How to complete this task: Only the line with "like [(279, 164)]" and the lines after it, to the end of the data, should appear in the answer, each reproduced exactly.
── Source records
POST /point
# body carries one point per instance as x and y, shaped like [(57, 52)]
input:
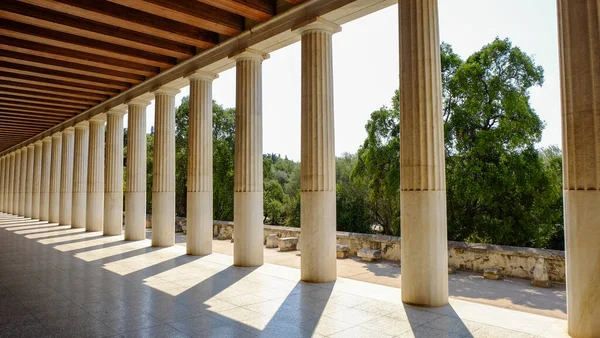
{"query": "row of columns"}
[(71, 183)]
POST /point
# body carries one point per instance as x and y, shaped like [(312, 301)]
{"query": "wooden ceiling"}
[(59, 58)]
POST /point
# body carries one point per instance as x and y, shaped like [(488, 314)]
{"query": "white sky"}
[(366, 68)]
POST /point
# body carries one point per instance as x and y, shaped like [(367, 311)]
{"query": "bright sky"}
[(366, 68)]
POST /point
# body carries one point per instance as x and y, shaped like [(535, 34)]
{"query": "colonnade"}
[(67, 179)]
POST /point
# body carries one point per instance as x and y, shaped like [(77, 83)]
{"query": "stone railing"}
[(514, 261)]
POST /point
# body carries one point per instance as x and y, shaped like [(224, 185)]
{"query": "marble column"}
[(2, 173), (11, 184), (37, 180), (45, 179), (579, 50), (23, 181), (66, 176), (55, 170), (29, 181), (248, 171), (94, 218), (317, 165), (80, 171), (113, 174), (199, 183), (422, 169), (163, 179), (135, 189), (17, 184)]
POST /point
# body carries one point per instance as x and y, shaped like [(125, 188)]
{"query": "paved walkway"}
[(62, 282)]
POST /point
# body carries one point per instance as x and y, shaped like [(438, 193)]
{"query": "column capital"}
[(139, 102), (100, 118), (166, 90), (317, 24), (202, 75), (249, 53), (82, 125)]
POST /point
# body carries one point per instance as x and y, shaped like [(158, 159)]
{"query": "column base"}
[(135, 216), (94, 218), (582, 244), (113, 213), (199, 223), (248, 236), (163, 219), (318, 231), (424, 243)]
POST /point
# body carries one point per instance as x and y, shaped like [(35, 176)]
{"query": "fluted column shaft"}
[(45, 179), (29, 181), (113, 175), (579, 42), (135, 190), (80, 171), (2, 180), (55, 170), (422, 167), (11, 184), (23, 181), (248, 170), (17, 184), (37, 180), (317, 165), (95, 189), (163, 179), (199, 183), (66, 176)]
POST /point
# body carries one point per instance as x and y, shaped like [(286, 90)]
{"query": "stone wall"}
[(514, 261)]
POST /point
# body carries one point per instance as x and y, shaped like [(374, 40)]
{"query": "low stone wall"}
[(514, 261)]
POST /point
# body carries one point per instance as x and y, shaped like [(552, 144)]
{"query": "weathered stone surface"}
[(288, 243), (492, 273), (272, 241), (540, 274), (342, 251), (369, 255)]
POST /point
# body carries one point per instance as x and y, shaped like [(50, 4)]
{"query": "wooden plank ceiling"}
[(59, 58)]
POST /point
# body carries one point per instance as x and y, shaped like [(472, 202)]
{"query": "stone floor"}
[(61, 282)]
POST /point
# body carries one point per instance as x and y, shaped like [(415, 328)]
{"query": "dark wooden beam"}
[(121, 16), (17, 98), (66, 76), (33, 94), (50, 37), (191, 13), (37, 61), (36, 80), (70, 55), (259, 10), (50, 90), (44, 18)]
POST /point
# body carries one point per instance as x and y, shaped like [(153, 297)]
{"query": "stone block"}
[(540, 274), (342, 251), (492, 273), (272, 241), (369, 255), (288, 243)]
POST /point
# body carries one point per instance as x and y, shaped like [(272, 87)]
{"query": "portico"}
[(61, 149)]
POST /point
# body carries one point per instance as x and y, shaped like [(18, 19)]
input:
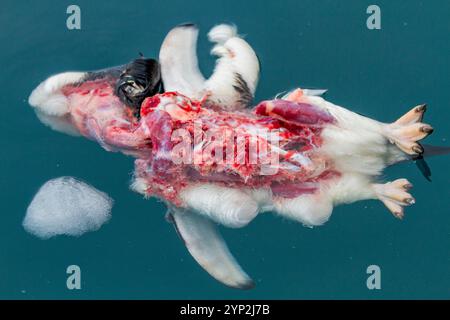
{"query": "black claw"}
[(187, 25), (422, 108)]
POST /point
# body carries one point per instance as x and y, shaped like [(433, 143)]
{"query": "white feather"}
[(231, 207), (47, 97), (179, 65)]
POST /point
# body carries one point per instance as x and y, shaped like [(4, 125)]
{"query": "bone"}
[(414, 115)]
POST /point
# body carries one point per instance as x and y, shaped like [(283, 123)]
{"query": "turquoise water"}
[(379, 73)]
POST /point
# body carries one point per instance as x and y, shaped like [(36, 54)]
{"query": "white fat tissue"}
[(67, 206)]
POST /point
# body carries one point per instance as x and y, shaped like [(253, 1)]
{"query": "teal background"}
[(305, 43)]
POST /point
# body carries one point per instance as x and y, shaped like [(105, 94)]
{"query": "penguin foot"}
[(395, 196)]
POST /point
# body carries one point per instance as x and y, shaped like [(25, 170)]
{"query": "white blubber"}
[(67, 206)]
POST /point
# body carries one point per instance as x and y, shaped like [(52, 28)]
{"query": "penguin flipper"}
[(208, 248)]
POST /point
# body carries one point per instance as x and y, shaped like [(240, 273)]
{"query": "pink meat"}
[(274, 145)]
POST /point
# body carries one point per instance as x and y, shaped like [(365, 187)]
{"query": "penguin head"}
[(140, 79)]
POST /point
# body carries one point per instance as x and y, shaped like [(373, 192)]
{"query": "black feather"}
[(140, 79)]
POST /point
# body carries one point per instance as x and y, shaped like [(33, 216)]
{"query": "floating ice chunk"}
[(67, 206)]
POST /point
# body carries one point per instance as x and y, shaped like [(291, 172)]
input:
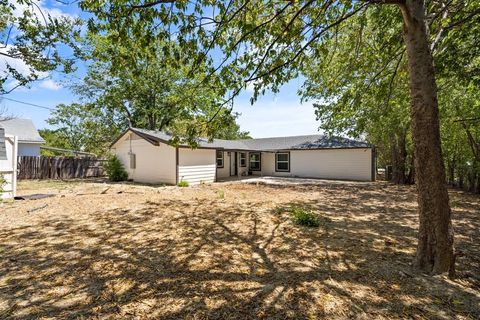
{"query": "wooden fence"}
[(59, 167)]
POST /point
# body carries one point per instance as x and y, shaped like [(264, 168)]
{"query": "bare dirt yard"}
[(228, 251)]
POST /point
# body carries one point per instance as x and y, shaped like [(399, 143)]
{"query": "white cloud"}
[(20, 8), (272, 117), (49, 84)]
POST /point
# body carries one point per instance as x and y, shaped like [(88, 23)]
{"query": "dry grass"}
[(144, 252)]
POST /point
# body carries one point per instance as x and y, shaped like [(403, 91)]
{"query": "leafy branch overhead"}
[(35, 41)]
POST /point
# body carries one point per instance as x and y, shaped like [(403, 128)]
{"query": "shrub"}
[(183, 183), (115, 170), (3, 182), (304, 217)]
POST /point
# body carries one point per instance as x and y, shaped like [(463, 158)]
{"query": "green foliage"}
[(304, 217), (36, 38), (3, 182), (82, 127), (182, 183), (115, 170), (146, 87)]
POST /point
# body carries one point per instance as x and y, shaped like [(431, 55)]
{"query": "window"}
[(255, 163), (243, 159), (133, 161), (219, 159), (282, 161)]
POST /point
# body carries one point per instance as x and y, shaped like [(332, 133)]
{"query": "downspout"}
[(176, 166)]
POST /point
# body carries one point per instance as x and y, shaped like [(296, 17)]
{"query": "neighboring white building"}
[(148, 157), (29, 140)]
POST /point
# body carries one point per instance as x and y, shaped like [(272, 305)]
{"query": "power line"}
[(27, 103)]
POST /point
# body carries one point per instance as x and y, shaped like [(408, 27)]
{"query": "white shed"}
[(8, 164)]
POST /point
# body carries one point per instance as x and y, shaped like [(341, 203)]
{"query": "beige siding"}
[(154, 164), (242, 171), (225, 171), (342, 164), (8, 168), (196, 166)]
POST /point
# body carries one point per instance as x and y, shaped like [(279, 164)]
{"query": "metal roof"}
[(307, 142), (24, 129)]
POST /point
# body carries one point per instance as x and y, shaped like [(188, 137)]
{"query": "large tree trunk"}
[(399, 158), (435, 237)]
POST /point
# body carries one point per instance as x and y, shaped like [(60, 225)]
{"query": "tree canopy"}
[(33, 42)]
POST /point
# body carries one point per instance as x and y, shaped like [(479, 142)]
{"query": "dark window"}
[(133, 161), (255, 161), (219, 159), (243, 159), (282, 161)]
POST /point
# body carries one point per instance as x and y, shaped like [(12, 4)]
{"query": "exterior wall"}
────
Written response:
# body carries one point per instance as x and y, shaped like [(279, 164)]
{"query": "metal roof"}
[(307, 142), (24, 129)]
POST /point
# body carries one point per instance as x and y, shaped like [(188, 137)]
{"query": "large tree trunk"}
[(399, 158), (435, 237)]
POST /point
# body carries one point per instance as x and y, shaped like [(60, 225)]
{"query": "tree canopy"}
[(33, 42)]
POST /point
# body carries one point per instance as x and y, shaped like [(479, 142)]
{"query": "dark window"}
[(133, 161), (255, 161), (219, 159), (243, 159), (282, 161)]
POST /point
# body carries one point per instance as x and y, shaped like [(12, 4)]
{"query": "exterior wall"}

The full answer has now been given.